───── Document segment ─────

I was unable to follow up, because the next day I was informed via letter from the dean of students that I was expelled from the university for violating their code of conduct (which included not harming others, or myself). Four days later I packed my things and moved home. Thus began my trudge up the ‘mountain of wellness’.
I went through about three years of half-hearted attempts at counseling, where I’d lie to doctors and tell them what they wanted to hear because prior to all of this, no one ever really gave my ‘episodes’ much thought. I was a theatre major, so obviously I was just being “over dramatic” when I’d self harm or lock myself in my room for hours, crying non-stop.
Around 2006, I met my husband and shortly thereafter started making a genuine attempt at trying to figure out exactly what was wrong with me. I was diagnosed with bipolar II disorder, and generalized anxiety disorder, and began medication. Over the next years, I continued on my journey up the mountain. I had relapses and setbacks, but also great accomplishments. My husband was by my side through all of this – he never wanted to fix me, just wanted me to be as well as I could – not just for us, but for myself. He’s my inspiration most days when I feel like the walls are closing in. He reminds me that everything is manageable – even my disease.
We married on Dec. 1, 2012, and I promptly got pregnant. It was a surprise, as I didn’t intend for it to stick as quickly as it did, but for some reason I didn’t feel joy. I felt dread. Antepartum depression hit me, hard. I had previously been able to manage my issues without medication, but was quickly put back on an anti anxiety med, and re-started therapy with a practice that specialized in women who were suffering from postpartum and antenatal depression.
The therapy, along with medication – got me through my rocky pregnancy. I had irritable uterus and was generally feeling miserable, but finally was able to connect with my growing baby and enjoy the fact that I was creating a life that was made from love.
Why do I start with that back story?

───── Extracted information ─────

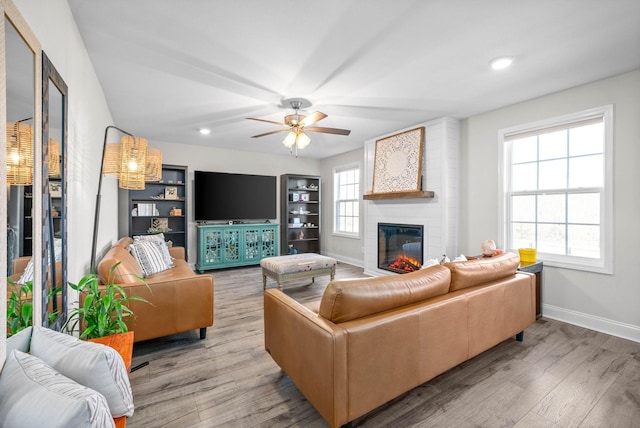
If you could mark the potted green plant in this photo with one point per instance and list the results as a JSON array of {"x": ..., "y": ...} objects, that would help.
[
  {"x": 19, "y": 307},
  {"x": 103, "y": 309}
]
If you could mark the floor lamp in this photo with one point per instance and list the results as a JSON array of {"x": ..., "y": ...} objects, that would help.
[{"x": 132, "y": 163}]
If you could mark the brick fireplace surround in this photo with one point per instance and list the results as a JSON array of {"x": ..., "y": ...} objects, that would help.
[{"x": 438, "y": 215}]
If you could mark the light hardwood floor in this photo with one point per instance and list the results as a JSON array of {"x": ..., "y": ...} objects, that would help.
[{"x": 560, "y": 376}]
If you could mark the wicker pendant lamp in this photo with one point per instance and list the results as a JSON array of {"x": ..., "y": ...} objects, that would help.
[
  {"x": 53, "y": 158},
  {"x": 19, "y": 154},
  {"x": 133, "y": 160}
]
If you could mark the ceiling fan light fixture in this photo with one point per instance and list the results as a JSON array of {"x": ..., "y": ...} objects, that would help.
[
  {"x": 290, "y": 139},
  {"x": 302, "y": 140}
]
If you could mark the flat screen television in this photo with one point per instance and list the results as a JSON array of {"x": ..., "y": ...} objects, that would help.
[{"x": 224, "y": 196}]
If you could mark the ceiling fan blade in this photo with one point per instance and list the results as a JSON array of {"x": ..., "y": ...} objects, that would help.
[
  {"x": 328, "y": 130},
  {"x": 264, "y": 120},
  {"x": 269, "y": 133},
  {"x": 313, "y": 118}
]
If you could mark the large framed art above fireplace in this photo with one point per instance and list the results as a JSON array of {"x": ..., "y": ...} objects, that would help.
[{"x": 400, "y": 247}]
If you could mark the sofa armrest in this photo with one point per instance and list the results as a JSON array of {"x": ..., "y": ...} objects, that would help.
[
  {"x": 175, "y": 305},
  {"x": 311, "y": 351},
  {"x": 177, "y": 253}
]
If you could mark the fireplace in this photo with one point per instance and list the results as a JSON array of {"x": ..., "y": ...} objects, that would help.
[{"x": 400, "y": 247}]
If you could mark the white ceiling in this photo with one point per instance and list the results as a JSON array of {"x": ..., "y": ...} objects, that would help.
[{"x": 373, "y": 66}]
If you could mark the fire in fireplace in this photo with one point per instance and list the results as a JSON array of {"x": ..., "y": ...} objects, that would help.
[{"x": 400, "y": 247}]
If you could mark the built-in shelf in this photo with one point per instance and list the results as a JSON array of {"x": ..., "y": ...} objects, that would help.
[{"x": 413, "y": 194}]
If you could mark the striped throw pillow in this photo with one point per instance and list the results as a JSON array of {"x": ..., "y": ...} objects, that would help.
[{"x": 152, "y": 256}]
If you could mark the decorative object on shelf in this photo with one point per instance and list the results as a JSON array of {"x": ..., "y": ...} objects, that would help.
[
  {"x": 398, "y": 162},
  {"x": 488, "y": 247},
  {"x": 159, "y": 225},
  {"x": 300, "y": 209},
  {"x": 527, "y": 256},
  {"x": 127, "y": 161},
  {"x": 171, "y": 192},
  {"x": 55, "y": 189}
]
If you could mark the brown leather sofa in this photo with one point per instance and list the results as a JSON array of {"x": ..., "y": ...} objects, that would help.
[
  {"x": 369, "y": 340},
  {"x": 179, "y": 299}
]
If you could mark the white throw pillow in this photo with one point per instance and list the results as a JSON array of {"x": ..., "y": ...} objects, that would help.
[
  {"x": 96, "y": 366},
  {"x": 32, "y": 394},
  {"x": 152, "y": 256},
  {"x": 155, "y": 237}
]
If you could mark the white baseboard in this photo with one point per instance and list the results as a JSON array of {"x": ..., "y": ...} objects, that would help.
[
  {"x": 347, "y": 260},
  {"x": 603, "y": 325}
]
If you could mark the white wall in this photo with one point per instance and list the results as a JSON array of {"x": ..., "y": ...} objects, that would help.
[
  {"x": 346, "y": 249},
  {"x": 607, "y": 303},
  {"x": 202, "y": 158}
]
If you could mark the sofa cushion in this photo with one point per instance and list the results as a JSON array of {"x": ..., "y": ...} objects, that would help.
[
  {"x": 20, "y": 341},
  {"x": 345, "y": 300},
  {"x": 96, "y": 366},
  {"x": 32, "y": 394},
  {"x": 128, "y": 270},
  {"x": 478, "y": 271}
]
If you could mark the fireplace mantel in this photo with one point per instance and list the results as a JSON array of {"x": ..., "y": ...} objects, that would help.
[{"x": 413, "y": 194}]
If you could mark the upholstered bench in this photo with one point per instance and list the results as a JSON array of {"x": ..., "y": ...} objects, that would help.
[{"x": 296, "y": 266}]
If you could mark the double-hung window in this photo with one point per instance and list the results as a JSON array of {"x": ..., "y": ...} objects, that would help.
[
  {"x": 557, "y": 179},
  {"x": 346, "y": 193}
]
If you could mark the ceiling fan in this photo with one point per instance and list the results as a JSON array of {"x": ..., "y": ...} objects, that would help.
[{"x": 297, "y": 124}]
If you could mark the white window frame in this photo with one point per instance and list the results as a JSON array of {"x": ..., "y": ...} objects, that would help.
[
  {"x": 336, "y": 170},
  {"x": 603, "y": 264}
]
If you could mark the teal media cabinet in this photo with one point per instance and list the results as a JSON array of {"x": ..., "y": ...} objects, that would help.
[{"x": 222, "y": 246}]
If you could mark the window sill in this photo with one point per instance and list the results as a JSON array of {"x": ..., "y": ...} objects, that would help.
[{"x": 346, "y": 235}]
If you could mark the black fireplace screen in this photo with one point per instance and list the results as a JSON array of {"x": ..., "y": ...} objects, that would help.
[{"x": 400, "y": 247}]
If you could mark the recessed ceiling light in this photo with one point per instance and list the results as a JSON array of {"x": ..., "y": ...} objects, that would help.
[{"x": 501, "y": 63}]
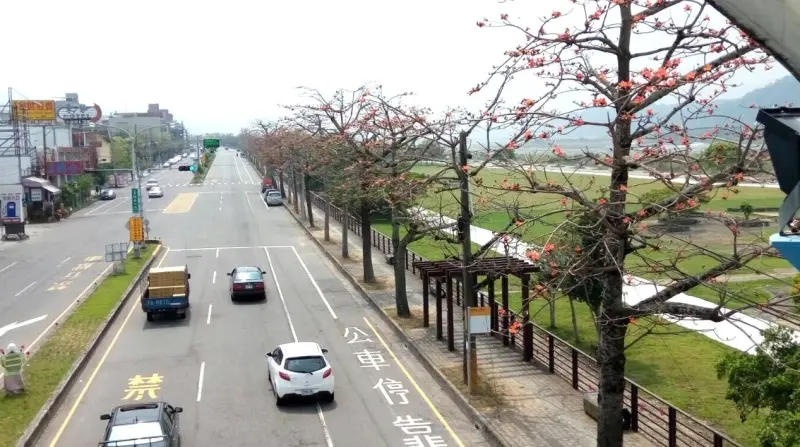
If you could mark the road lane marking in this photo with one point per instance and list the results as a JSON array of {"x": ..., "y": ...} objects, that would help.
[
  {"x": 8, "y": 266},
  {"x": 85, "y": 389},
  {"x": 416, "y": 385},
  {"x": 280, "y": 294},
  {"x": 26, "y": 288},
  {"x": 314, "y": 283},
  {"x": 182, "y": 203},
  {"x": 321, "y": 417},
  {"x": 200, "y": 381}
]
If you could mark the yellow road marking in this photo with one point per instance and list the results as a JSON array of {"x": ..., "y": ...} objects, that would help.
[
  {"x": 96, "y": 370},
  {"x": 416, "y": 386},
  {"x": 181, "y": 204}
]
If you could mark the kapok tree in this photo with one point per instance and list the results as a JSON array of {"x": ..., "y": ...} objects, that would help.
[{"x": 650, "y": 66}]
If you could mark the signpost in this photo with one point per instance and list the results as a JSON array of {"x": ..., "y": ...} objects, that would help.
[
  {"x": 135, "y": 199},
  {"x": 136, "y": 229}
]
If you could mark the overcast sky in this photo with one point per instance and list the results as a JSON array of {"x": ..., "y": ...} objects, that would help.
[{"x": 218, "y": 66}]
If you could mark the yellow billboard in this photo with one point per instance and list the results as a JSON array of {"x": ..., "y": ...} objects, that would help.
[{"x": 28, "y": 110}]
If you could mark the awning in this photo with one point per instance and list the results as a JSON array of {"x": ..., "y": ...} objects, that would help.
[{"x": 775, "y": 24}]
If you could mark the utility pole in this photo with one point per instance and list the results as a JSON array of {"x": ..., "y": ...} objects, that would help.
[{"x": 469, "y": 296}]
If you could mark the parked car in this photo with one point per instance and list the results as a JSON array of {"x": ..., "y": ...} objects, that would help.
[
  {"x": 273, "y": 198},
  {"x": 300, "y": 370},
  {"x": 247, "y": 282},
  {"x": 153, "y": 423},
  {"x": 155, "y": 191}
]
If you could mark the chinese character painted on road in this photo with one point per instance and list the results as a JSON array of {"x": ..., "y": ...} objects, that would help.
[
  {"x": 355, "y": 334},
  {"x": 59, "y": 286},
  {"x": 424, "y": 441},
  {"x": 371, "y": 359},
  {"x": 389, "y": 387},
  {"x": 138, "y": 386},
  {"x": 413, "y": 426}
]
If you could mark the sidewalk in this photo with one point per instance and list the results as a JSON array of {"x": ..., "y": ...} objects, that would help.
[
  {"x": 522, "y": 404},
  {"x": 739, "y": 331}
]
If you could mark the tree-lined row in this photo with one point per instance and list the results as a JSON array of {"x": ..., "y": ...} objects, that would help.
[{"x": 360, "y": 148}]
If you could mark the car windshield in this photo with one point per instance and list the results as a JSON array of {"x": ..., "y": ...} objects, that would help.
[
  {"x": 247, "y": 276},
  {"x": 307, "y": 364},
  {"x": 135, "y": 434}
]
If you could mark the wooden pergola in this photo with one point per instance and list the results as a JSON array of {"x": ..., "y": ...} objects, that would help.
[{"x": 490, "y": 268}]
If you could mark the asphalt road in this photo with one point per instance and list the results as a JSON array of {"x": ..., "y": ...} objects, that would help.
[
  {"x": 212, "y": 363},
  {"x": 40, "y": 278}
]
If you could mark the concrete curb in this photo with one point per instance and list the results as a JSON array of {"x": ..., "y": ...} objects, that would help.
[
  {"x": 50, "y": 408},
  {"x": 446, "y": 385}
]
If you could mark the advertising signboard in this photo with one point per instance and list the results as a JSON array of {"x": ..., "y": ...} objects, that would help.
[
  {"x": 64, "y": 167},
  {"x": 12, "y": 208},
  {"x": 33, "y": 111}
]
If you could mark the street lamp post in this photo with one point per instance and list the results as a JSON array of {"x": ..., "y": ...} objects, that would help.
[{"x": 133, "y": 136}]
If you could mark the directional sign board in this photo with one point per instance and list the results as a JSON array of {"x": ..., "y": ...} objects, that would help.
[
  {"x": 135, "y": 200},
  {"x": 136, "y": 228}
]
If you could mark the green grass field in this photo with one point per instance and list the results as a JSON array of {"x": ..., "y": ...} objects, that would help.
[{"x": 48, "y": 366}]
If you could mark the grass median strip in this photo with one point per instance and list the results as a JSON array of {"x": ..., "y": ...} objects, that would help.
[{"x": 47, "y": 368}]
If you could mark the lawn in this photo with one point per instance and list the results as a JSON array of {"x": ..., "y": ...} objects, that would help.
[
  {"x": 673, "y": 363},
  {"x": 48, "y": 366}
]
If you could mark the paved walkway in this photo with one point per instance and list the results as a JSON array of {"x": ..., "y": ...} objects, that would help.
[
  {"x": 524, "y": 404},
  {"x": 739, "y": 331}
]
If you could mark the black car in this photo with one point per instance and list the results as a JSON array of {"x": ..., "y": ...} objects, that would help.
[
  {"x": 154, "y": 424},
  {"x": 247, "y": 282}
]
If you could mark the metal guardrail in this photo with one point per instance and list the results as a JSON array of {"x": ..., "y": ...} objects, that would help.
[{"x": 651, "y": 416}]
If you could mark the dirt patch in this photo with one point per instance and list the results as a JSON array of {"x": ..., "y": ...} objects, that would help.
[
  {"x": 381, "y": 283},
  {"x": 486, "y": 400},
  {"x": 406, "y": 323}
]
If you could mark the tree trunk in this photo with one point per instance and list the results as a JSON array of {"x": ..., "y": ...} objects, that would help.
[
  {"x": 366, "y": 244},
  {"x": 574, "y": 318},
  {"x": 611, "y": 360},
  {"x": 294, "y": 193},
  {"x": 283, "y": 188},
  {"x": 309, "y": 208},
  {"x": 345, "y": 232},
  {"x": 399, "y": 252},
  {"x": 327, "y": 221}
]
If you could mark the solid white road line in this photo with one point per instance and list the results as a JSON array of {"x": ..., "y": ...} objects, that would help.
[
  {"x": 200, "y": 381},
  {"x": 8, "y": 266},
  {"x": 314, "y": 283},
  {"x": 280, "y": 294},
  {"x": 321, "y": 416},
  {"x": 26, "y": 288}
]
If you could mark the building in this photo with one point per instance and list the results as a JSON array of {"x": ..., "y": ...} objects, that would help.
[{"x": 157, "y": 123}]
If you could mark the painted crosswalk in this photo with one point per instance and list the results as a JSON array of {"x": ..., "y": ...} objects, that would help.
[{"x": 208, "y": 183}]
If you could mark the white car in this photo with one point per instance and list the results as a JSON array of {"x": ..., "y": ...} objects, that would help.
[
  {"x": 300, "y": 370},
  {"x": 155, "y": 191}
]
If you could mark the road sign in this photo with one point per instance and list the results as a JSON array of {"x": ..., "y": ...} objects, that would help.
[
  {"x": 135, "y": 200},
  {"x": 136, "y": 229}
]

─────

What the exercise asks: Transcribe the personal account of mental illness and pregnancy word for word, from "We married on" up to and including "and antenatal depression.".

Response:
We married on Dec. 1, 2012, and I promptly got pregnant. It was a surprise, as I didn’t intend for it to stick as quickly as it did, but for some reason I didn’t feel joy. I felt dread. Antepartum depression hit me, hard. I had previously been able to manage my issues without medication, but was quickly put back on an anti anxiety med, and re-started therapy with a practice that specialized in women who were suffering from postpartum and antenatal depression.